» Teks Halaman
□ □ □ □

Autonomus Morality atau Morallity of
Cooperation ( Usia 10 tahun ke atas) moral tumbuh melalui kesadaran, bahwa
orang dapat memilih pandangan yang berbeda terhadap tindakan moral. Pengalaman
ini akan tumbuh menjadi dasar penilaian anak terhadap suatu tingkah laku. Dalam
perkembangan selanjutnya, anak berusaha mengatasi konflik dengan cara-cara yang
paling menguntungkan, dan mulai menggunakan standar keadilan terhdap orang
lain.
Menurut
Piaget, pengalaman ini menyatakan anak bahwa norma bersifat fleksibel,
merupakan kesepakatan sosial yang dapat disesuaikan dengan keinginan mayoritas.
Lain halnya dengan Kohlberg. Lawrence Kohlberg, mengembangkan teori perkembangan
kognitif dari Jean Piaget. Menurut Kohlberg (Crain, 1992:Gunarsa; Miller; Papilia,
Old dan Feldeman,1998) ada beberapa tahap perkembangan moral diantaranya pre-conventional
morality, morality of conventional role conformity, dan morality of autonomy
moral principle.
Tahap I:
Pre-Conventional Morality/ Pra-Convensional ( anak usia 4 sampai 10 tahun).
1.
Orientasi kepatutan dan hukuman.
2.
Orientasi Relativis
Instrumental/relativitac hedonism/resiprositas/minat pribadi.
Tingkat
pra-konvensional dari penalaran moral umumnya ada pada anak-anak.
Tahap II: Morality of
Conventional Role Conformity/Konvensional (anak usia 4-10 tahun).
1.
Orientasi keserasian interpersonal dan
konformitas/kesepakatan antar pribadi/orientasi “anak manis” (sifat anak baik).
2.
Orientasi otoritas dan pemeliharaan
aturan sosial/hukum dan ketertiban (moralitas hukum dan aturan).

□ □ □ □

» Petunjuk
1. Tulis ulang bagian teks tentang perkembangan moral antara "Orientasi Relativis" dan "ada pada anak-anak.", termasuk keduanya, dengan mengganti "Tingkat" menjadi "Tahap".
2. Lanjutkan teks tentang perkembangan moral mulai dari kalimat terakhirnya.

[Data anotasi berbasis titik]
□ □ □ □

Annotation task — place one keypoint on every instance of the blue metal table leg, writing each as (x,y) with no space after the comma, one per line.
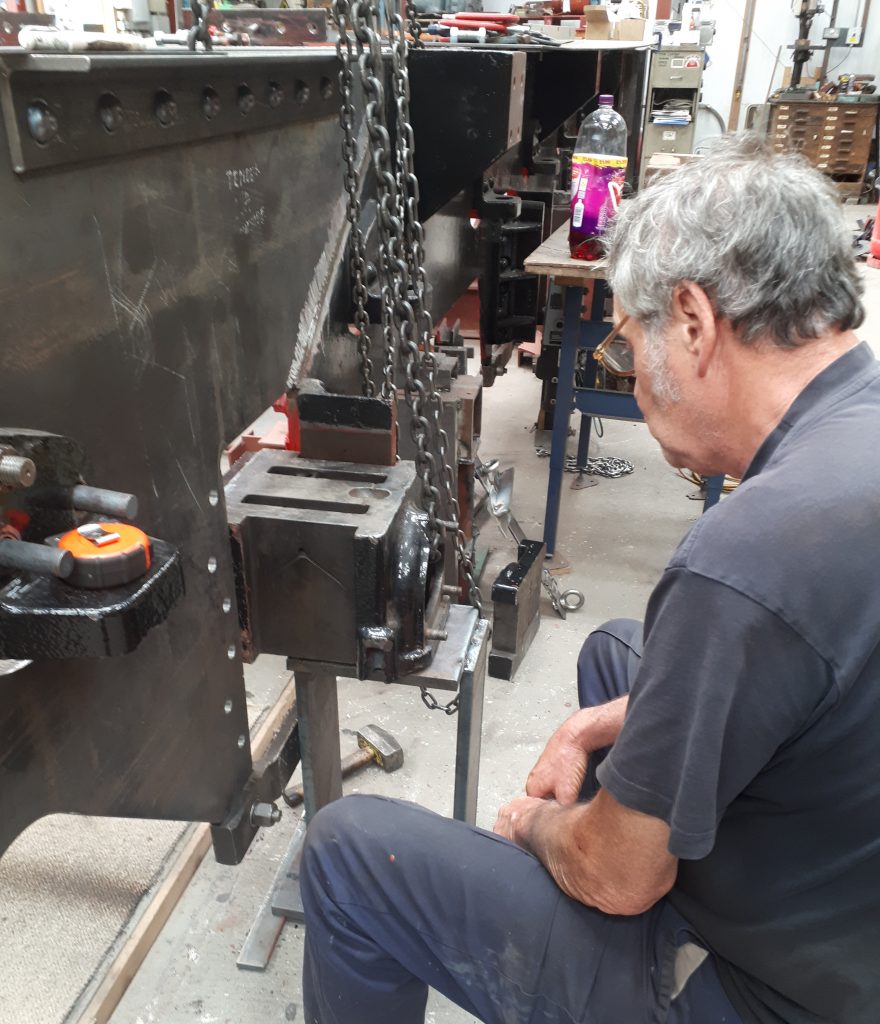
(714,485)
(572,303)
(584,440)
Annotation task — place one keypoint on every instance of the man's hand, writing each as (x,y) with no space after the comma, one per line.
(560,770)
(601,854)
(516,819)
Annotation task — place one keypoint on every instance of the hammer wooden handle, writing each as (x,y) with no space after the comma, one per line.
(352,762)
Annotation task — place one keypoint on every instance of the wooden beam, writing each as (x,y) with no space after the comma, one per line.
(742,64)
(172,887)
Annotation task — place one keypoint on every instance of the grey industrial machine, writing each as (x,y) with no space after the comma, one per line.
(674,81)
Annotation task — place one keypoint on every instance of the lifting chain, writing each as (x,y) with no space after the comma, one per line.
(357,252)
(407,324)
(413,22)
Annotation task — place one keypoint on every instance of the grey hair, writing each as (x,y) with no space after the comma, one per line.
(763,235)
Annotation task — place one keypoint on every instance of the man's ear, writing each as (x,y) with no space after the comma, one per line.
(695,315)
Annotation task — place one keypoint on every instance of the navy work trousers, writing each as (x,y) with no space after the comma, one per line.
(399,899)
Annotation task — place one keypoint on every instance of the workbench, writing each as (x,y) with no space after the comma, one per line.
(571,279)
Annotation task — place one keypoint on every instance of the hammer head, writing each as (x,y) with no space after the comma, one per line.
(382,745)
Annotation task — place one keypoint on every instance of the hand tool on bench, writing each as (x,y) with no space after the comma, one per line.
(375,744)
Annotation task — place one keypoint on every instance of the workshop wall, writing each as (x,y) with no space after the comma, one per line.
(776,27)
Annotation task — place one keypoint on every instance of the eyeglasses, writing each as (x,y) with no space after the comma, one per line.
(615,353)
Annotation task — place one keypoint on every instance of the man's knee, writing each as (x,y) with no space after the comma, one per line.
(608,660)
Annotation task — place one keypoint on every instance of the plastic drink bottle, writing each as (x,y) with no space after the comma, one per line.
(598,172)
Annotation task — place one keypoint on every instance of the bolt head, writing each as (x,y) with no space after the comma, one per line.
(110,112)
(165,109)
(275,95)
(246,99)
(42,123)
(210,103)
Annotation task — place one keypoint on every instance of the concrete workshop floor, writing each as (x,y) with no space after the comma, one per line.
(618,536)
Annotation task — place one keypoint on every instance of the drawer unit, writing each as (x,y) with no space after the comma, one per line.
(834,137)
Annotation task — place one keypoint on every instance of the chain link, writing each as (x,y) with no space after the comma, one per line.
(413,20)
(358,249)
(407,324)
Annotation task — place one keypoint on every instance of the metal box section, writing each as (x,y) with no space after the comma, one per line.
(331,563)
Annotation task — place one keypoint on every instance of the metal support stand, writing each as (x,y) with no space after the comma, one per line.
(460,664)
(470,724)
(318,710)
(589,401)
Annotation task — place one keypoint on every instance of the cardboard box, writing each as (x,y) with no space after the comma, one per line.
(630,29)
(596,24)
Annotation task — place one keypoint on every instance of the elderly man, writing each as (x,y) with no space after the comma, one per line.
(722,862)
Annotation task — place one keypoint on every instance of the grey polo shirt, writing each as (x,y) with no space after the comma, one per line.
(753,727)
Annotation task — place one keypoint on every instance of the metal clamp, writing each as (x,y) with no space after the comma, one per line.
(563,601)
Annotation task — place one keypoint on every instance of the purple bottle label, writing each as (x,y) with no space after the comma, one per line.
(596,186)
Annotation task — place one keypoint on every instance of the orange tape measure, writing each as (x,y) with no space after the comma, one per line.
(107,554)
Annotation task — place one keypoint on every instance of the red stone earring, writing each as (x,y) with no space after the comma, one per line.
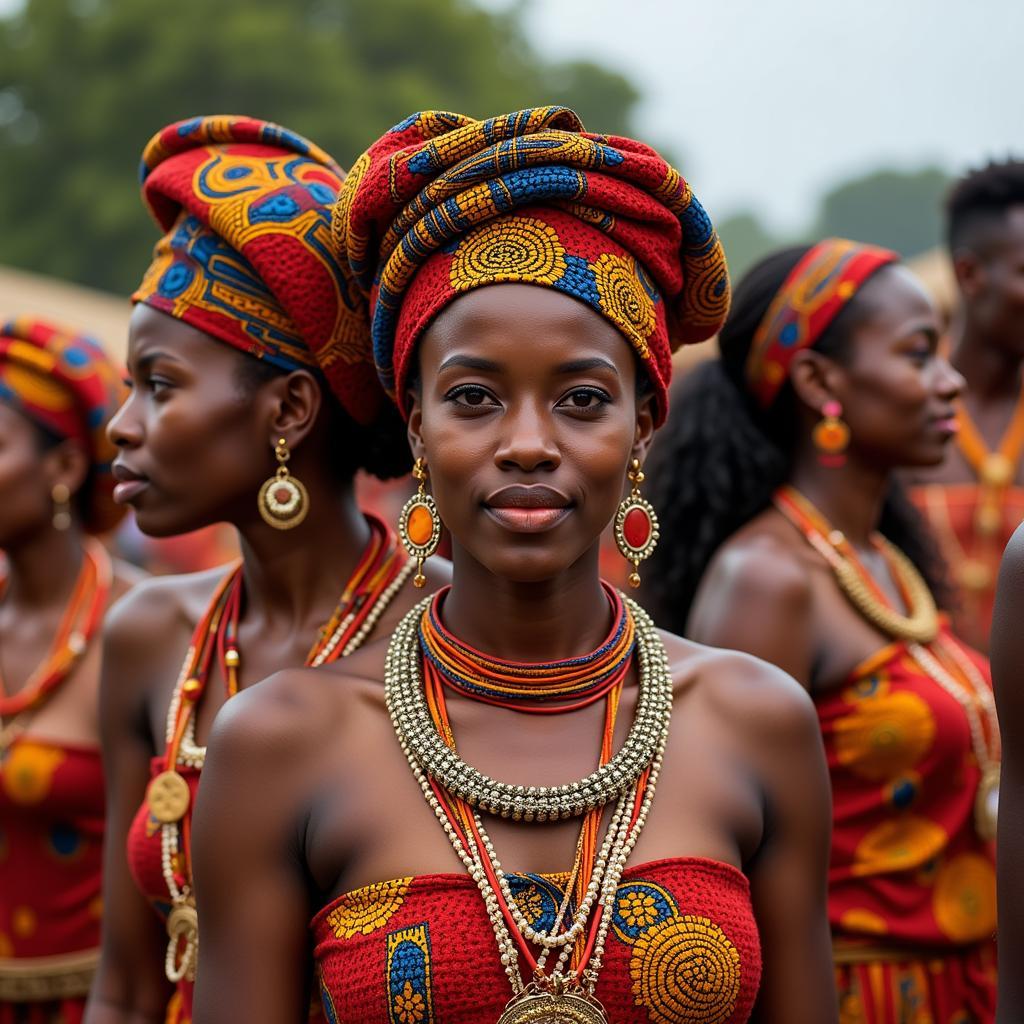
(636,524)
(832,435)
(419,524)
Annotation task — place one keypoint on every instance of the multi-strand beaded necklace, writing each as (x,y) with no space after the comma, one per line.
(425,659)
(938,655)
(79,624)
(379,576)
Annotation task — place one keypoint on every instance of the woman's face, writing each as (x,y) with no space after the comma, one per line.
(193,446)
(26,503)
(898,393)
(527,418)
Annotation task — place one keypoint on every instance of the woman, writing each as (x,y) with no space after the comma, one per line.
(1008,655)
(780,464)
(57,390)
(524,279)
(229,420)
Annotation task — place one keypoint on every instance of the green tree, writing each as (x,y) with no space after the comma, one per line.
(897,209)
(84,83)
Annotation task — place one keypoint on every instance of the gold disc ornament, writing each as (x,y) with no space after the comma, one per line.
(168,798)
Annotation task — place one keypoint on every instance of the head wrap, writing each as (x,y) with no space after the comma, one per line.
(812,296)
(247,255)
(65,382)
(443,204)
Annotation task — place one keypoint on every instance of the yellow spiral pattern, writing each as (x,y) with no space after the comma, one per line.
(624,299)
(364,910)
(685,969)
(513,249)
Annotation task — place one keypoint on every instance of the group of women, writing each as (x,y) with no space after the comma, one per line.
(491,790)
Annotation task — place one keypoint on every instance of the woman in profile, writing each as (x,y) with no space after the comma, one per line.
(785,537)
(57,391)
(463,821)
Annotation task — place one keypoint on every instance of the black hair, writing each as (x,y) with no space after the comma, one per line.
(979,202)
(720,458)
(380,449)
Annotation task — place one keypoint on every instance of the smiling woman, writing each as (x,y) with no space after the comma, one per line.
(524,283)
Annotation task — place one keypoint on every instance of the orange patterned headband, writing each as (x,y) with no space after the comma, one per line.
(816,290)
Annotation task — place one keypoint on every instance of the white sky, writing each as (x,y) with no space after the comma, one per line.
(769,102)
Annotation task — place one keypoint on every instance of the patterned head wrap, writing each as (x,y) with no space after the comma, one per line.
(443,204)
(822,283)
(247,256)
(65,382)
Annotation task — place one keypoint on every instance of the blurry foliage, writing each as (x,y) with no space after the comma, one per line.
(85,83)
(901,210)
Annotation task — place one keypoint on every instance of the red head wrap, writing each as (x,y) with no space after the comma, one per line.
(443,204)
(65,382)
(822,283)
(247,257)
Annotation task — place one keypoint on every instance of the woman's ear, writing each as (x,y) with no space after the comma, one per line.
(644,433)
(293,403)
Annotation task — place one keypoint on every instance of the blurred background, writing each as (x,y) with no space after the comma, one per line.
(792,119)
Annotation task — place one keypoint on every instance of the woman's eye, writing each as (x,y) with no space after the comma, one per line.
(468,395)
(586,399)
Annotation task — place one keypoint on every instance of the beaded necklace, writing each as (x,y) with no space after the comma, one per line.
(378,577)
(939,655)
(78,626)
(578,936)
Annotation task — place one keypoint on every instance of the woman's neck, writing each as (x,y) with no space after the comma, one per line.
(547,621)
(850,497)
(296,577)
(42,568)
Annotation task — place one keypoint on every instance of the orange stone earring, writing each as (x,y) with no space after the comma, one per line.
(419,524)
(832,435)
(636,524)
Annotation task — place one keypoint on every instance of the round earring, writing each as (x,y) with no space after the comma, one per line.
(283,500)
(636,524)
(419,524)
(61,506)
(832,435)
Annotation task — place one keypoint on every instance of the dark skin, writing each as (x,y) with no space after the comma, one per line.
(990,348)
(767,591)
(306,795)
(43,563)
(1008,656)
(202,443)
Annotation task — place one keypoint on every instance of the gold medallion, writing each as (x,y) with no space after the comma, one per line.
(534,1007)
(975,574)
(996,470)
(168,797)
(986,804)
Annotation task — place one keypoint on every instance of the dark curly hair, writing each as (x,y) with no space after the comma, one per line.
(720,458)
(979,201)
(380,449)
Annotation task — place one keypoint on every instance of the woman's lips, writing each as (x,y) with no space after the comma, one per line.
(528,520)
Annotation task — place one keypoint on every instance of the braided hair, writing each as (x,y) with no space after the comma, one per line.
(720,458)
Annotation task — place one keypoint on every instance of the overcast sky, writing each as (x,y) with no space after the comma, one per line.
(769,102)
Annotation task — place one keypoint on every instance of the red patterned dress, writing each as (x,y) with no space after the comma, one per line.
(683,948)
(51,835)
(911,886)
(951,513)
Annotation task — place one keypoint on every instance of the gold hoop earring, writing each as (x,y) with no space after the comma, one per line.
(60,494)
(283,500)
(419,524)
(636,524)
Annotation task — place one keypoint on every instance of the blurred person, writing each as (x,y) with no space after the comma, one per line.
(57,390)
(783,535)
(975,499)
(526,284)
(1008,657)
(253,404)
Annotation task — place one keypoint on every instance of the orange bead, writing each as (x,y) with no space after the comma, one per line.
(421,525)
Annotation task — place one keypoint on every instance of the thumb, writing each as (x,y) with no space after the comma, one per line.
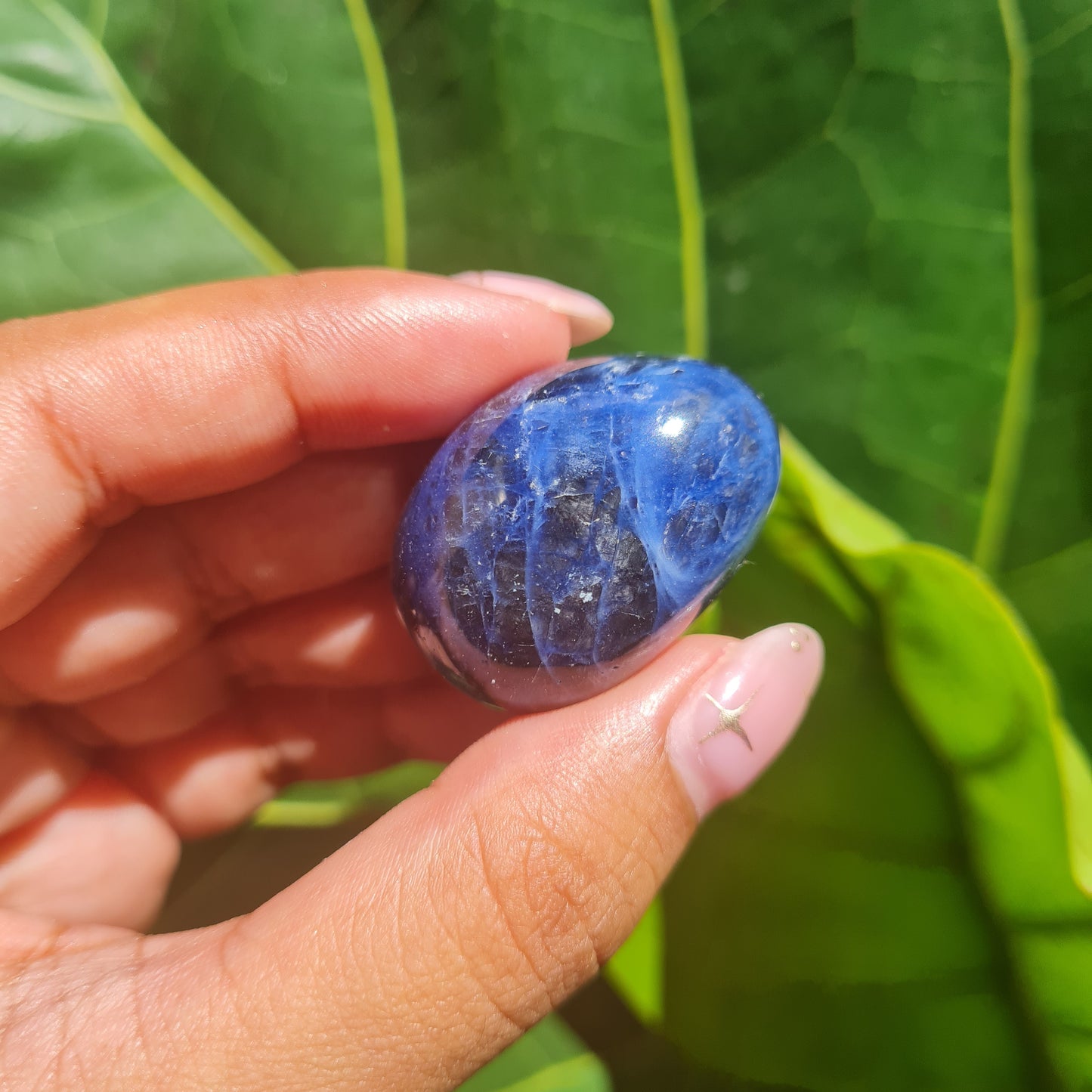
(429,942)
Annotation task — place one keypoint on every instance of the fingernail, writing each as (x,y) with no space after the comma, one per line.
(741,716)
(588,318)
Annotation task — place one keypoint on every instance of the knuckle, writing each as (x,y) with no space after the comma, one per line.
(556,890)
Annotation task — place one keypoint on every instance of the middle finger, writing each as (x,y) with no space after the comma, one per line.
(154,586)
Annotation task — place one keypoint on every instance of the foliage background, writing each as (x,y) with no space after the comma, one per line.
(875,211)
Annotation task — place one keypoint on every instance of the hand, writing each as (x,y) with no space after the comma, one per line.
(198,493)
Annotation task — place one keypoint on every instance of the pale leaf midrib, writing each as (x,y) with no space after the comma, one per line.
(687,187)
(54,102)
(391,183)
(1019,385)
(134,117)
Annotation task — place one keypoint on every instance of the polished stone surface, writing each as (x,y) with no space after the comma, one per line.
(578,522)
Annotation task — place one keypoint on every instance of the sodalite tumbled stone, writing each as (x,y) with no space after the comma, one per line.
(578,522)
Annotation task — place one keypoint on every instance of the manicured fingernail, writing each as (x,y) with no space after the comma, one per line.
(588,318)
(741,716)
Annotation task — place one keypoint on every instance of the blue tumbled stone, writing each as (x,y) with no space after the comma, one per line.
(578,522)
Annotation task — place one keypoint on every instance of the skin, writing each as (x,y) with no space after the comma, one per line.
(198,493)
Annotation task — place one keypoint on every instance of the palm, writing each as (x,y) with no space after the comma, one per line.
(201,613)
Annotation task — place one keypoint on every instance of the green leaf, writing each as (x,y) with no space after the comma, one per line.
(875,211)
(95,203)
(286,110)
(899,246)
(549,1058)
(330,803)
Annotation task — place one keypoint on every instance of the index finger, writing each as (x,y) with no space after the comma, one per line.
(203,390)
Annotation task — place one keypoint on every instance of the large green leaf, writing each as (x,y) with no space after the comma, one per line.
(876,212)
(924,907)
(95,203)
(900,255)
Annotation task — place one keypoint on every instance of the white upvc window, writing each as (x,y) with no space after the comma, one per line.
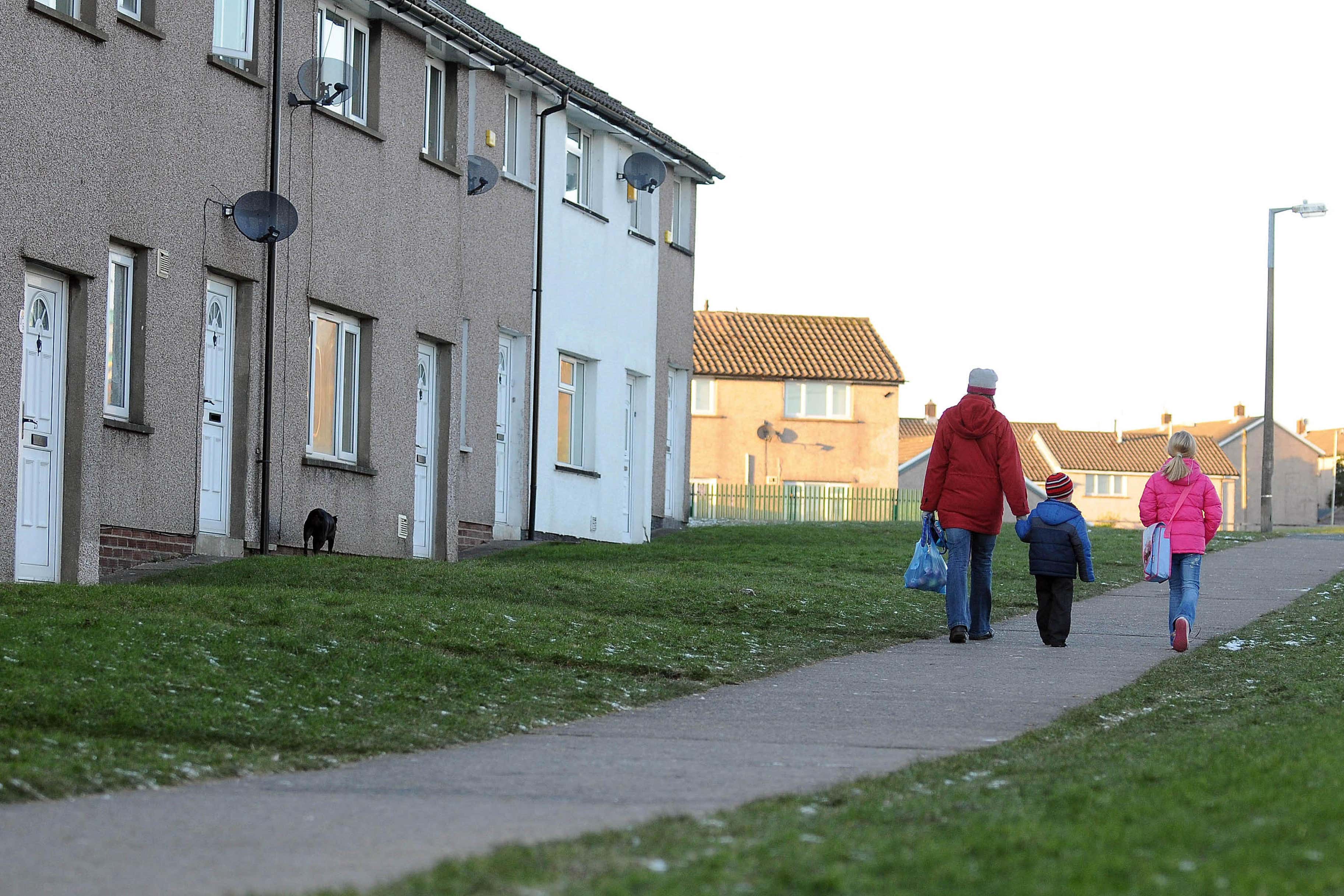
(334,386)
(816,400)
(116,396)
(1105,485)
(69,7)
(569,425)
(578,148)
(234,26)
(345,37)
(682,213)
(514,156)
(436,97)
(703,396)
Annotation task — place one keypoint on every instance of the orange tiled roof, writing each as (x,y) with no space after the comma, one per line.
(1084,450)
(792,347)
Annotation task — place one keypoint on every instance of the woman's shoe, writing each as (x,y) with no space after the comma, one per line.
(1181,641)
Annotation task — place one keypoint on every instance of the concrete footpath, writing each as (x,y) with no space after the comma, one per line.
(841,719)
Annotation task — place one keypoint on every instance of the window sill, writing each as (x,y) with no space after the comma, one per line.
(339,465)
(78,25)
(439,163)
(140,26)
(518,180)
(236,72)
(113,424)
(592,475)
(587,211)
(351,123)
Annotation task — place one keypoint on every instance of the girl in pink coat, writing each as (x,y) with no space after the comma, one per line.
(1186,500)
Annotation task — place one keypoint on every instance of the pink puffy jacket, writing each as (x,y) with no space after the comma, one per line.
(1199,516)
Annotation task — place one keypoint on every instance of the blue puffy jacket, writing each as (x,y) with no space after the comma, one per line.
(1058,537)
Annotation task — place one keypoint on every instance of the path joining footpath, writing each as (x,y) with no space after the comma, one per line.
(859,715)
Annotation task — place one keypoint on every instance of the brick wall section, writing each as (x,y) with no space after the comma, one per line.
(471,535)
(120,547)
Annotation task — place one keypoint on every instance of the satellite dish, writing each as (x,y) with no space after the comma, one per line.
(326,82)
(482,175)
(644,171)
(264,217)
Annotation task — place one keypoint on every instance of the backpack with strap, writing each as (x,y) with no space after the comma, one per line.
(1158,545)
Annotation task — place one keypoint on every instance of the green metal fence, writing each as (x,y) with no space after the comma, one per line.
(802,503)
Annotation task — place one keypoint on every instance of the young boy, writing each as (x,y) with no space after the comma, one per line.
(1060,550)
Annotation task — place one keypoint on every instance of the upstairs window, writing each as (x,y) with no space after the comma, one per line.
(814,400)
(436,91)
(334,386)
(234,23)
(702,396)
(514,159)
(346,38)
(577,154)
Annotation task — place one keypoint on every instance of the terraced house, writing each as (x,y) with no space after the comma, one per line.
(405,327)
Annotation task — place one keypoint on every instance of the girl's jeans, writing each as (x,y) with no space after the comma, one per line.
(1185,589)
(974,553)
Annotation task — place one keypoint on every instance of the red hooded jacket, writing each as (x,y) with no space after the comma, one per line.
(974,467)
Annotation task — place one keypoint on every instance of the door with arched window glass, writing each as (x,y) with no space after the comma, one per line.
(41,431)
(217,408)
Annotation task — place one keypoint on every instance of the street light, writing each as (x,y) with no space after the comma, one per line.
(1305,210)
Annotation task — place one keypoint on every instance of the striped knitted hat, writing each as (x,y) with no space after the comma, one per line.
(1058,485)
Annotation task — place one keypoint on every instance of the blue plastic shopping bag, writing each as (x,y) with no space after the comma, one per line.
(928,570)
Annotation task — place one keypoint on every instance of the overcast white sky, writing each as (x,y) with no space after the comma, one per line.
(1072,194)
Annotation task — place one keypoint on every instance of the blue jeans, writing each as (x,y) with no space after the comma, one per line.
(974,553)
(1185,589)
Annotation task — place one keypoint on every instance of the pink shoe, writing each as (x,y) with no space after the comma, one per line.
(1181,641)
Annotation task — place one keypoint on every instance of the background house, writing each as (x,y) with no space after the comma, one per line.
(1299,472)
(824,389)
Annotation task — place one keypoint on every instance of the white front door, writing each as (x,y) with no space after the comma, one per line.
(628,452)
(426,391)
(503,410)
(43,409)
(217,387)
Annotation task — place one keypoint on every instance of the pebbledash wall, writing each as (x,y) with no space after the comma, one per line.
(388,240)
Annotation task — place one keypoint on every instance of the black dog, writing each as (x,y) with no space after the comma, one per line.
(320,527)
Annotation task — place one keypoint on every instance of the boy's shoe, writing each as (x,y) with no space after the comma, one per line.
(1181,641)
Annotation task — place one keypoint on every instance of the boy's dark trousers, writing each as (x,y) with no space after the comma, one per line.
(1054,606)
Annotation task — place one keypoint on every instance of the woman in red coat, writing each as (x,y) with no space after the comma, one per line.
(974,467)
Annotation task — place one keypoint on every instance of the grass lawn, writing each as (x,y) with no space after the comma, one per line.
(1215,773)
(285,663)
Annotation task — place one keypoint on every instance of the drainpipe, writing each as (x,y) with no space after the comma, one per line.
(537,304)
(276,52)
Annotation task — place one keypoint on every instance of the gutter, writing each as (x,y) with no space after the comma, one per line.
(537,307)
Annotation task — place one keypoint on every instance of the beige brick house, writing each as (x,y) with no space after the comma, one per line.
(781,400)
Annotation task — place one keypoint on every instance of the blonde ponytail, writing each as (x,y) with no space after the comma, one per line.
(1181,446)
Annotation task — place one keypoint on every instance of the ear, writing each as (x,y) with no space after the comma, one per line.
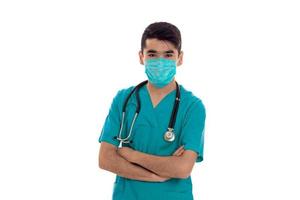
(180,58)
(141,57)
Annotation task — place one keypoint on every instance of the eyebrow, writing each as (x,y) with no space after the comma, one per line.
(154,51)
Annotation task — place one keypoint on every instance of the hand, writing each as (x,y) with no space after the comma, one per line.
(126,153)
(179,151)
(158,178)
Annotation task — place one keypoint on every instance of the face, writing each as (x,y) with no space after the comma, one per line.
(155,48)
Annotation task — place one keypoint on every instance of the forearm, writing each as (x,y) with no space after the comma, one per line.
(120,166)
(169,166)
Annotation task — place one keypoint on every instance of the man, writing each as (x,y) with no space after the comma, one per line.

□ □ □ □

» Jawaban Tugas
1.
Orientasi Relativis
Instrumental/relativitac hedonism/resiprositas/minat pribadi.
Tahap
pra-konvensional dari penalaran moral umumnya ada pada anak-anak.

2.
Tingkat
konvensional umumnya ada pada seorang remaja atau orang dewasa.
Tahap III: Morality of
Autonomy Moral Principles/Pasca-Konvensional (minimal usia 13 tahun ke atas).
1.
Orientasi kontrak sosial
legalitas/utilitarian (ukuran perbuatan baik hasil consensus).
2.
Prinsip etika universal/hati nurani
universalitas (principled conscience).
Menurut
penelitian Ernest Harms perkembangan agama anak-anak itu melalui beberapa fase
(tingkatan). Dalam bukunya The Development of Religios on Children ia
mengatakan bahwa perkembangan agama pada anak-anak itu melalui tiga tingkatan
yaitu :
1.
The Fairy Tale Stage (Tingkat Dongeng)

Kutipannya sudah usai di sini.